### Problem requirements:
Would you restate all the data that follows, word for word?

[Records to process start]

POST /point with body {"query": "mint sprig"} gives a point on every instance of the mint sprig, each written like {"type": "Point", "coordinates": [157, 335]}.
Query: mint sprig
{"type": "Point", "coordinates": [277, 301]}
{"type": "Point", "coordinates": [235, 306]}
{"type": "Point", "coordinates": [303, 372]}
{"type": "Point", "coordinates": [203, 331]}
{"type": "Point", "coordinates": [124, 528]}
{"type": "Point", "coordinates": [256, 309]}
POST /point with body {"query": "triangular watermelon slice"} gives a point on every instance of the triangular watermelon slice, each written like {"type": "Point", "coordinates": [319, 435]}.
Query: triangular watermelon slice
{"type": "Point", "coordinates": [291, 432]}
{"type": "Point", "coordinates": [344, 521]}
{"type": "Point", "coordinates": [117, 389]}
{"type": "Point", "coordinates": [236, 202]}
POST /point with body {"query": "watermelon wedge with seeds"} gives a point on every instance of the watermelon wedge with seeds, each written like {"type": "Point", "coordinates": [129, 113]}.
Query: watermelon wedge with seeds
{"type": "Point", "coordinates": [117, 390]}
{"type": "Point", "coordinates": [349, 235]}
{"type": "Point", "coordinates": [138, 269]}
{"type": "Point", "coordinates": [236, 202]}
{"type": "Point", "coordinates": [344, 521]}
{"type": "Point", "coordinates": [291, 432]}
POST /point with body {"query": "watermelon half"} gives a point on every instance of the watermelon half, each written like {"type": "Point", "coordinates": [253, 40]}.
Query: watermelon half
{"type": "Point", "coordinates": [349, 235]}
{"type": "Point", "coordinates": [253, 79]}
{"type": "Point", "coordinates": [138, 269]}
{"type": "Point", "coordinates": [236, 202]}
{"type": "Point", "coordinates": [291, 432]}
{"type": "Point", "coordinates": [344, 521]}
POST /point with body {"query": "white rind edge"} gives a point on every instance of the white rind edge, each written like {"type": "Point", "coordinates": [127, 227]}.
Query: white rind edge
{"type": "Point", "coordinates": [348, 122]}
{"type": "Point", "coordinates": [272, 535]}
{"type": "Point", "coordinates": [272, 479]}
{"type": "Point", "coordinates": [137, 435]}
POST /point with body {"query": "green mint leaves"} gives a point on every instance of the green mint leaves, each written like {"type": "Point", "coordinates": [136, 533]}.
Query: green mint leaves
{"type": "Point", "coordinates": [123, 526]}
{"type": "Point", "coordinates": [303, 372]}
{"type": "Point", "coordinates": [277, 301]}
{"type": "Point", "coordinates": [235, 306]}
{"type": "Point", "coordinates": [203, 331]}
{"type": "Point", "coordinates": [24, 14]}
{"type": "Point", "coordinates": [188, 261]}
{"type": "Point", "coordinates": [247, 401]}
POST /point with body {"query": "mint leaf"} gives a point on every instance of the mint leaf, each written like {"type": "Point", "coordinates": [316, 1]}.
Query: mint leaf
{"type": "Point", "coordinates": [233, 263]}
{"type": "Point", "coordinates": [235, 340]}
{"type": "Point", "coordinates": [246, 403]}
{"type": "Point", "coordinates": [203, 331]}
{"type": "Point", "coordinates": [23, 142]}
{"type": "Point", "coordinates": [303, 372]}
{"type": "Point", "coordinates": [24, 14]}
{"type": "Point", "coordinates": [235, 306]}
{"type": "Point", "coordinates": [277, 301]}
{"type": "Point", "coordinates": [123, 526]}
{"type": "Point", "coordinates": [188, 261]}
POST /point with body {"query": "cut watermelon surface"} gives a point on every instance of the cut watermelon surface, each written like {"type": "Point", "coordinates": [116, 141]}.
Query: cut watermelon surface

[Records to process end]

### Correct result:
POST /point with body {"query": "mint sprig"} gives a point on every instance of the mint sprig, each written like {"type": "Point", "coordinates": [157, 335]}.
Query: mint sprig
{"type": "Point", "coordinates": [277, 301]}
{"type": "Point", "coordinates": [235, 306]}
{"type": "Point", "coordinates": [303, 372]}
{"type": "Point", "coordinates": [203, 331]}
{"type": "Point", "coordinates": [124, 528]}
{"type": "Point", "coordinates": [256, 309]}
POST /point with body {"query": "triangular watermelon slice"} gives a point on every instance of the triangular watermelon slice, each written like {"type": "Point", "coordinates": [319, 435]}.
Query: triangular watermelon slice
{"type": "Point", "coordinates": [291, 432]}
{"type": "Point", "coordinates": [344, 521]}
{"type": "Point", "coordinates": [117, 389]}
{"type": "Point", "coordinates": [236, 202]}
POST /point with body {"query": "watermelon wedge with seeds"} gives a point on every instance of the watermelon wedge with seeds, each written like {"type": "Point", "coordinates": [129, 113]}.
Query: watermelon wedge with seeds
{"type": "Point", "coordinates": [117, 390]}
{"type": "Point", "coordinates": [349, 235]}
{"type": "Point", "coordinates": [138, 269]}
{"type": "Point", "coordinates": [236, 202]}
{"type": "Point", "coordinates": [344, 521]}
{"type": "Point", "coordinates": [291, 432]}
POST /point with body {"query": "watermelon half"} gives a point on every instance of the watermelon half, each written like {"type": "Point", "coordinates": [253, 40]}.
Query: watermelon half
{"type": "Point", "coordinates": [349, 235]}
{"type": "Point", "coordinates": [253, 79]}
{"type": "Point", "coordinates": [138, 269]}
{"type": "Point", "coordinates": [236, 202]}
{"type": "Point", "coordinates": [291, 432]}
{"type": "Point", "coordinates": [344, 521]}
POST /point with body {"query": "white rind edge"} gives a point on every instance of the white rind edge, each written like {"type": "Point", "coordinates": [127, 227]}.
Query: white rind edge
{"type": "Point", "coordinates": [348, 122]}
{"type": "Point", "coordinates": [272, 535]}
{"type": "Point", "coordinates": [272, 479]}
{"type": "Point", "coordinates": [137, 435]}
POST /point with body {"query": "green mint leaves"} gives a point on every instance of the green mint leaves, each written like {"type": "Point", "coordinates": [136, 533]}.
Query: green mint leaves
{"type": "Point", "coordinates": [123, 526]}
{"type": "Point", "coordinates": [303, 372]}
{"type": "Point", "coordinates": [277, 301]}
{"type": "Point", "coordinates": [235, 306]}
{"type": "Point", "coordinates": [203, 331]}
{"type": "Point", "coordinates": [24, 14]}
{"type": "Point", "coordinates": [188, 261]}
{"type": "Point", "coordinates": [247, 401]}
POST /point with body {"query": "mint leaf"} gives a point on every instance of the mint leaf, each written like {"type": "Point", "coordinates": [316, 1]}.
Query: mint leaf
{"type": "Point", "coordinates": [233, 263]}
{"type": "Point", "coordinates": [235, 340]}
{"type": "Point", "coordinates": [246, 403]}
{"type": "Point", "coordinates": [203, 331]}
{"type": "Point", "coordinates": [23, 142]}
{"type": "Point", "coordinates": [303, 372]}
{"type": "Point", "coordinates": [24, 14]}
{"type": "Point", "coordinates": [235, 306]}
{"type": "Point", "coordinates": [277, 301]}
{"type": "Point", "coordinates": [123, 526]}
{"type": "Point", "coordinates": [188, 261]}
POST /point with body {"query": "cut watermelon surface"} gives a point on every instance of the cut watermelon surface, each written like {"type": "Point", "coordinates": [116, 141]}.
Query: cut watermelon surface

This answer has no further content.